● ESTRATTO DELLA PAGINA:
┌────────

Dagli accordi di Oslo, molti palestinesi e israeliani hanno scambiato le proprie esperienze, a diversi livelli. La prima volta che ci siamo incontrati, palestinesi e israeliani, è stato nel 1997, quando un gruppo di 15 palestinesi e 15 israeliani si trovarono assieme per valutare la possibilità di un progetto comune. Da un lato si trattava di avviare questo progetto condiviso, ma dall’altro il vero successo fu che riuscimmo innanzitutto a costruire delle relazioni tra persone, tra individui. Questo ha poi permesso di costruire interessi condivisi, visioni comuni; così dal livello individuale si è passati a un’istituzione formale.
In queste situazioni è importante trovare e mantenere valori e interessi condivisi tra le persone. E ciò che sorprende è che si può cominciare da cose molto piccole, banali.
In quel primo incontro, ricordo che eravamo seduti attorno a questo tavolo e si stavano ancora solo facendo delle battute per sdrammatizzare un po’ la situazione. Per rompere il ghiaccio qualcuno aveva chiesto: “chi ha un figlio, chi due?”, cioè chi ne aveva uno, doveva alzare la mano, chi due idem. Ebbene, quando si arrivò a “chi ha sei figli?” ci siamo guardati tra di noi e abbiamo scoperto che proprio Dan aveva alzato la mano e anch’io la mia.
Allora, sapete, questo è stato un messaggio molto forte, riguardo alle differenze che ci hanno separato in tutti questi anni di inimicizia e conflitto: ecco, c’era qualcosa di condiviso.
Quando poi, sempre durante quel primo incontro, abbiamo raccontato le nostre storie, anche in quell’occasione abbiamo scoperto, a vari livelli, che c’erano degli aspetti condivisi sul piano delle esperienze e dei sentimenti.
In relazioni conflittuali quello che in genere si vede sono solo le differenze; tu percepisci solo di essere differente, di non essere come lui, e che lui non è come te. E se questa formula si fissa nella tua testa, non puoi trovare una via condivisa per uscire da questa situazione bloccata.

└────────

Dati di annotazione delle posizioni:
┌────────

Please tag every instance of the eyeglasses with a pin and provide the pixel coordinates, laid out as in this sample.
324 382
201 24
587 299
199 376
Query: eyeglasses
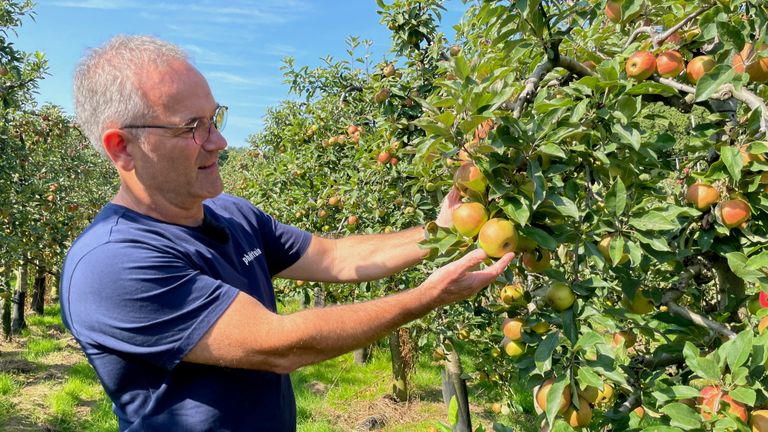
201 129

└────────
┌────────

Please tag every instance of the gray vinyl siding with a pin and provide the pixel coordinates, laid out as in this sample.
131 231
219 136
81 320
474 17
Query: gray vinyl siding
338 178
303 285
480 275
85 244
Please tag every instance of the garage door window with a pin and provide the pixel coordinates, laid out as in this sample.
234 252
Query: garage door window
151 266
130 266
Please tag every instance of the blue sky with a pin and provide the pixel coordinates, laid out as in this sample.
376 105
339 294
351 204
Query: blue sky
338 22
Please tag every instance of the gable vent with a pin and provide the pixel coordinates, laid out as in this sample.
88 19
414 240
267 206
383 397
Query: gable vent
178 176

└────────
┌────────

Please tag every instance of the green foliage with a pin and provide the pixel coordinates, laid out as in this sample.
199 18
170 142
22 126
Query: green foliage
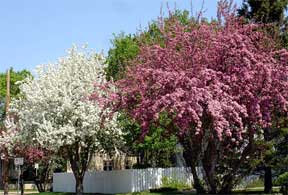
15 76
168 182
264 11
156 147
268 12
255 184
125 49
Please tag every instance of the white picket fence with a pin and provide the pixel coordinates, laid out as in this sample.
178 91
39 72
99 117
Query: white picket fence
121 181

└────────

● OBIETTIVI:
A) Spiega in una o due frasi perché, secondo l'estratto della pagina, la scoperta di avere entrambi sei figli fu un messaggio molto forte.
B) In quale anno, secondo l'estratto della pagina, palestinesi e israeliani si incontrarono per la prima volta?
C) Riassumi l'estratto della pagina in due frasi.
I dati non servono per svolgere queste attività.

● RISPOSTE SCRITTE:
A) Durante il primo incontro, sia Dan sia chi racconta alzarono la mano alla domanda "chi ha sei figli?". Fu un messaggio molto forte perché, di fronte alle differenze che avevano separato le due parti in anni di inimicizia e conflitto, mostrava che c'era qualcosa di condiviso.

B) Nel 1997.

C) Nel 1997 quindici palestinesi e quindici israeliani si incontrarono per valutare un progetto comune, e il vero successo fu costruire relazioni tra individui, da cui nacquero interessi condivisi e poi un'istituzione formale. Scoperte anche piccole, come avere lo stesso numero di figli o esperienze e sentimenti simili nelle proprie storie, mostrarono qualcosa di condiviso, mentre nelle relazioni conflittuali chi vede solo le differenze non trova una via d'uscita.